Begin Dataset excerpts

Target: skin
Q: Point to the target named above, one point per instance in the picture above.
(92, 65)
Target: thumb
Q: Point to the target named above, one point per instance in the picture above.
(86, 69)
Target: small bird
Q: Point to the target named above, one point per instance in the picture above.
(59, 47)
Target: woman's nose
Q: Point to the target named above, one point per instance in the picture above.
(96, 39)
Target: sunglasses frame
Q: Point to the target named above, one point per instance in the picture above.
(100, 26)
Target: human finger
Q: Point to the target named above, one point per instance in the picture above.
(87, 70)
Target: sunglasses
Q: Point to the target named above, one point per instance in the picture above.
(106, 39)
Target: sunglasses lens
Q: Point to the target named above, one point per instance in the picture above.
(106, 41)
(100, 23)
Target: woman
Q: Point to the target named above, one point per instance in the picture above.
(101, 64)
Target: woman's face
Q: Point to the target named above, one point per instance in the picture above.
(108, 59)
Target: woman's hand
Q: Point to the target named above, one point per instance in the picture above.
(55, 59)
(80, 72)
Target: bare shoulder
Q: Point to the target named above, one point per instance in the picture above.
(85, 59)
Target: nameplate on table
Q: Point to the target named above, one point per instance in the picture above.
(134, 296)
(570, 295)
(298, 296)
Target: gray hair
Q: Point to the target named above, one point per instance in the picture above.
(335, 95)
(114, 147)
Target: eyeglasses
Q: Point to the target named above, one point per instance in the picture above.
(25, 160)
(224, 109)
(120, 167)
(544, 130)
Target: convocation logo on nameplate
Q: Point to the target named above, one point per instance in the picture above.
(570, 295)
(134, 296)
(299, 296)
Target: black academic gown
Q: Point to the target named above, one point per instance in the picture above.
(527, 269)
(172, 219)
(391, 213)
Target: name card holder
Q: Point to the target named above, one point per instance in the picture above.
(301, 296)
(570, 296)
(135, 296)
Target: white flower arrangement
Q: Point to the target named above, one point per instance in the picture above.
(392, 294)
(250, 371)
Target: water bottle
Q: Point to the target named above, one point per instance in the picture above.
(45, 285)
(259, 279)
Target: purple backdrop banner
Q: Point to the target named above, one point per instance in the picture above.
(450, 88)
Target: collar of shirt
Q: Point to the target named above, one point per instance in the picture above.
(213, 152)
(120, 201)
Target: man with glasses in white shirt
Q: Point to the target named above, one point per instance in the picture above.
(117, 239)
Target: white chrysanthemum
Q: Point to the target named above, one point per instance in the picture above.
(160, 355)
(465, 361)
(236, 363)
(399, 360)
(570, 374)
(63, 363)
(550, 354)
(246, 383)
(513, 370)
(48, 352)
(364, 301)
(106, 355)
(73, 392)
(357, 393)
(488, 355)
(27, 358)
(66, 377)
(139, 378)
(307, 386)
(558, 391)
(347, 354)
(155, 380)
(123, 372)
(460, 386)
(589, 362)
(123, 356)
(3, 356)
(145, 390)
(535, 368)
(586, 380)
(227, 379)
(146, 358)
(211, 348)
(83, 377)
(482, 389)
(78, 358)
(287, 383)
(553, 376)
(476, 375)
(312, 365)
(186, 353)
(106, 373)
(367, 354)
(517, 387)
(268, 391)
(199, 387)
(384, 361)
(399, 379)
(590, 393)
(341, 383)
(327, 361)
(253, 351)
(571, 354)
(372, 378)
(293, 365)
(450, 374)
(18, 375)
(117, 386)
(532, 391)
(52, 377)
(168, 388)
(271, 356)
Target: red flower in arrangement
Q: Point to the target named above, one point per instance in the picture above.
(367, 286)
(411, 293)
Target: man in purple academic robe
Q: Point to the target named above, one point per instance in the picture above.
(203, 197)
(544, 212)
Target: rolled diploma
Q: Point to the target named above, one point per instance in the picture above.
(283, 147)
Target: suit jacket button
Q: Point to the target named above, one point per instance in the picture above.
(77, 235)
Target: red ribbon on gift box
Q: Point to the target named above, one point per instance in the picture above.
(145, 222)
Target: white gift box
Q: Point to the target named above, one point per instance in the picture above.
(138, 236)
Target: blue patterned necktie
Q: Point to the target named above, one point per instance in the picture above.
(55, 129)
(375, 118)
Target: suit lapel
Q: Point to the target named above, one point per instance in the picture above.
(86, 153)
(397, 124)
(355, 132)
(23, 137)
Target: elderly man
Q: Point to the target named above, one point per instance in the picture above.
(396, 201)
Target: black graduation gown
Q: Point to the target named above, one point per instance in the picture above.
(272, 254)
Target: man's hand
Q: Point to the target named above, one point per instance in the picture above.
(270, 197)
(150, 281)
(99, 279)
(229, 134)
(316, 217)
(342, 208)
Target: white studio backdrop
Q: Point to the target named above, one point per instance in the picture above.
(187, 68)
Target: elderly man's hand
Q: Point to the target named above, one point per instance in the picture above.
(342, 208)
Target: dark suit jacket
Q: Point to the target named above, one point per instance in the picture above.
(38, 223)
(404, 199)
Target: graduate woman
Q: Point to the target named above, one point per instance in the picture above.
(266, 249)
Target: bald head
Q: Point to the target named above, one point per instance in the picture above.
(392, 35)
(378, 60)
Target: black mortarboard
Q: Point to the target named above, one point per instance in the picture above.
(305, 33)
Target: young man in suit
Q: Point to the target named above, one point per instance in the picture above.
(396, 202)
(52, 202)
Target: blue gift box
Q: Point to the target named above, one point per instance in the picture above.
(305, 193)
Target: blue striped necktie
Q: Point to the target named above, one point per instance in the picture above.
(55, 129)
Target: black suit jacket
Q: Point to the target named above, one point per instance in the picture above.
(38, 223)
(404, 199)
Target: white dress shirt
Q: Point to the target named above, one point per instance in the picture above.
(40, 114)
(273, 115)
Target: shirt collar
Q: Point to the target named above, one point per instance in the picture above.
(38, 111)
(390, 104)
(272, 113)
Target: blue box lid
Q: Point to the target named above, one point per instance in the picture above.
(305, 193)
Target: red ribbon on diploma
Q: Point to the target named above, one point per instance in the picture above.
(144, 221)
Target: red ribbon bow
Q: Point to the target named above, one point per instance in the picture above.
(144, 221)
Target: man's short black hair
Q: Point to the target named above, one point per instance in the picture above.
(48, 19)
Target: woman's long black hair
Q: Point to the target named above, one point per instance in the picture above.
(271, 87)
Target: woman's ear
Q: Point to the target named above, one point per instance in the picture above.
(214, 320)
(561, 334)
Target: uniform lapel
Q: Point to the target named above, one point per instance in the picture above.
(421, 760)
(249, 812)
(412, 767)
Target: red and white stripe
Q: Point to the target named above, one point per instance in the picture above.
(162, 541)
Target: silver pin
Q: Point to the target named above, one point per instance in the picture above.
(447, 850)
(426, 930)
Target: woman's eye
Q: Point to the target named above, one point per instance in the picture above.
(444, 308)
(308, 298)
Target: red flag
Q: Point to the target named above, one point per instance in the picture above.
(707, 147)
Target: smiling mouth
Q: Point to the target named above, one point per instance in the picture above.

End Dataset excerpts

Reproduce all of the records above, switching "one point per instance" to "one point for each instance" wherever it occurs and leaving every other line unchanged.

Target: skin
Q: Point to the target named above, one point for each instance in the picture above.
(92, 65)
Target: thumb
Q: Point to the target named above, one point for each instance in the picture above.
(86, 69)
Target: small bird
Q: Point to the target named above, one point for each instance in the picture above.
(59, 47)
Target: woman's nose
Q: Point to the target named above, one point for each instance in the picture above.
(96, 39)
Target: sunglasses frame
Q: Point to the target named above, one point for each instance in the picture above.
(100, 26)
Target: human finger
Q: Point to the target named above, one point for each instance in the picture above.
(87, 70)
Target: sunglasses
Q: Point to the target named above, one point for each instance in the picture above.
(106, 39)
Target: sunglasses lens
Q: Point to the target named above, one point for each instance in the picture above.
(106, 41)
(100, 23)
Target: woman
Q: Point to the target named above, one point for each instance in the picture above.
(101, 64)
Target: woman's face
Q: Point to the target named above, one point for each instance in the picture above.
(108, 59)
Target: woman's hand
Q: Point to the target named above, one point for each instance in the picture above.
(55, 59)
(80, 72)
Target: bare shoulder
Q: Point to the target named above, one point for each instance in the picture above.
(85, 59)
Target: nameplate on table
Q: Point to the target named above, one point for each instance in the picture above.
(134, 296)
(570, 295)
(298, 296)
Target: gray hair
Q: Point to the target named above, one point for each instance in the picture above.
(335, 95)
(114, 147)
Target: eyeglasses
Q: Point to the target named above, one point for each instance in the picture above.
(25, 160)
(224, 109)
(120, 167)
(544, 130)
Target: convocation logo on nameplate
Q: Point to the target named above, one point for each instance in the picture above.
(570, 295)
(134, 296)
(299, 296)
Target: black academic gown
Q: Point to the target named above, one point for each instance in the picture above.
(527, 269)
(172, 219)
(391, 213)
Target: name card holder
Q: Point to the target named above, one point for each instance in the picture above.
(301, 296)
(570, 296)
(135, 296)
Target: white flower arrangement
Q: Point to the target named above, one point for each instance in the picture above.
(392, 294)
(250, 371)
Target: water bottle
Q: Point to the target named above, one point for each instance in the picture above.
(45, 285)
(259, 279)
Target: purple backdrop banner
Q: Point to the target named above, one point for each instance in the picture above.
(450, 88)
Target: collar of shirt
Q: Point to the target named above, one point for each instance in the picture above.
(213, 152)
(120, 201)
Target: man with glasses in white shirt
Q: Point to the target named above, one point for each instance in the picture above.
(117, 239)
Target: white chrysanthemum
Q: Point to the target named above, one point for each instance in the picture above.
(160, 355)
(465, 361)
(236, 363)
(399, 360)
(570, 374)
(63, 363)
(550, 354)
(246, 383)
(513, 370)
(48, 352)
(364, 301)
(106, 355)
(73, 392)
(357, 393)
(488, 355)
(27, 358)
(66, 377)
(139, 378)
(307, 386)
(558, 391)
(347, 354)
(155, 380)
(123, 372)
(460, 386)
(589, 362)
(123, 356)
(3, 356)
(145, 390)
(535, 368)
(586, 380)
(227, 379)
(146, 358)
(211, 348)
(83, 377)
(482, 389)
(78, 358)
(287, 383)
(553, 376)
(476, 375)
(312, 365)
(186, 353)
(106, 373)
(367, 354)
(517, 387)
(268, 391)
(199, 387)
(384, 361)
(399, 379)
(590, 393)
(341, 383)
(327, 361)
(253, 351)
(571, 354)
(372, 378)
(293, 365)
(450, 374)
(18, 375)
(117, 386)
(532, 391)
(52, 377)
(168, 388)
(271, 356)
Target: red flower in arrangement
Q: Point to the target named above, one point for each instance in the picture above.
(367, 286)
(411, 293)
Target: man in purple academic robe
Q: Point to the target named above, one point for each instance in the picture above.
(203, 197)
(544, 212)
Target: rolled diploma
Q: Point to the target named above, one point for each instance in the picture above.
(283, 147)
Target: suit jacket button
Q: Point to the target named above, one point for each instance in the picture above.
(77, 235)
Target: red ribbon on gift box
Q: Point to the target named above, one point for each instance in the picture above.
(145, 222)
Target: white gift box
Q: Point to the target named above, one point for each instance in the picture above.
(138, 236)
Target: blue patterned necktie
Q: Point to the target named above, one point for each instance in the picture above.
(55, 129)
(375, 118)
Target: suit lapel
Q: Point to the target named above, one point for each instance in the picture above.
(86, 153)
(397, 124)
(355, 132)
(23, 137)
Target: elderly man
Q: Point to the target named above, one point for each instance in the picture above.
(396, 201)
Target: black graduation gown
Q: Point to the target named above, one point for each instance in the picture above.
(272, 254)
Target: man's hand
Q: Point to the target named above, one point for each instance in the picture above.
(270, 197)
(150, 281)
(99, 279)
(229, 134)
(316, 217)
(342, 208)
Target: white studio backdrop
Q: Point to the target named above, one point for each instance in the picture above.
(187, 68)
Target: elderly man's hand
Q: Point to the target named above, one point for each instance in the picture above.
(342, 208)
Target: dark suit jacket
Q: Point to the target named above, one point for each instance in the picture above.
(38, 223)
(404, 199)
Target: graduate woman
Q: Point to the target named above, one point for each instance in the picture above.
(266, 249)
Target: bald head
Q: Point to the target named above, one point for each instance in the picture above.
(392, 35)
(378, 60)
Target: black mortarboard
Q: Point to the target named above, one point for each instance in the picture above.
(305, 33)
Target: young man in suit
Q: Point to the target named above, one point for each instance in the picture above.
(396, 202)
(52, 202)
Target: blue gift box
Q: Point to the target named above, one point for each instance in the picture above.
(305, 193)
Target: blue striped necktie
Q: Point to the target named above, one point for each instance in the picture above.
(55, 129)
Target: black suit jacket
Q: Point to the target named above, one point for each instance in the picture above.
(38, 223)
(404, 199)
Target: white dress shirt
Q: Point to the target named above, one point for each instance in the picture above.
(40, 114)
(273, 115)
Target: shirt collar
Q: Point to the target named above, one point for each instance in the picture above.
(38, 111)
(390, 104)
(272, 113)
Target: blue box lid
Q: Point to the target named above, one point for each instance in the picture above.
(305, 193)
Target: red ribbon on diploma
Q: Point to the target named above, one point for each instance in the picture above.
(144, 221)
Target: red ribbon bow
Q: Point to the target named above, one point for each instance in the picture above.
(144, 221)
Target: man's short black hair
Q: Point to the target named above, one point for each instance in the picture above.
(48, 19)
Target: woman's long black hair
Q: Point to the target named above, one point for each instance in the picture above.
(271, 87)
Target: woman's ear
Q: Point to the target named above, one point for each instance in the picture above.
(214, 320)
(561, 334)
Target: uniform lapel
Q: Point to the target named above, one point for each instance in the picture above.
(421, 760)
(249, 812)
(412, 767)
Target: red and white stripe
Q: Point to the target named above, one point for each instance in the picture above.
(162, 541)
Target: silver pin
Q: Point to the target named above, one point for each instance in the picture above.
(447, 850)
(426, 930)
Target: woman's eye
Q: Point to the target named above, one point for each instance in the picture above.
(444, 308)
(308, 298)
Target: red flag
Q: Point to the target named above, one point for each instance in the picture above.
(707, 147)
Target: smiling mouth
Q: Point to the target named above, one point for each instance in the picture above.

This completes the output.